Reproduce the data line for line, starting at its first line and ending at the line that contains "[291,217,307,249]". Include both ends.

-------- Recorded information --------

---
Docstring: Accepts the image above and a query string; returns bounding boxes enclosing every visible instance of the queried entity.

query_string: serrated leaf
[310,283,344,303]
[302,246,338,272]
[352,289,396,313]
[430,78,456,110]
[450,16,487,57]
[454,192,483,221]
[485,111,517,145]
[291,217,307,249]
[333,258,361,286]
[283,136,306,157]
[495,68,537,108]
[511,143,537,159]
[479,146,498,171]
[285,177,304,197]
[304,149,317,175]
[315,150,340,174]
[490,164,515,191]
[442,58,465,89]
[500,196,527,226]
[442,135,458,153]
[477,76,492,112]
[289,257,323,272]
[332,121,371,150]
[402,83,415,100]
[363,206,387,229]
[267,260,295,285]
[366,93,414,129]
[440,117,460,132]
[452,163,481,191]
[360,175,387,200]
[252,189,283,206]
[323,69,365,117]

--------

Worked solution:
---
Docstring: Accepts the image above and a query string; returns bounding boxes enclosing every visible instance of the queried entity.

query_string: serrated leaf
[310,283,344,303]
[302,246,338,272]
[352,289,396,313]
[430,78,456,110]
[450,16,487,57]
[454,192,483,221]
[485,111,517,145]
[291,217,307,249]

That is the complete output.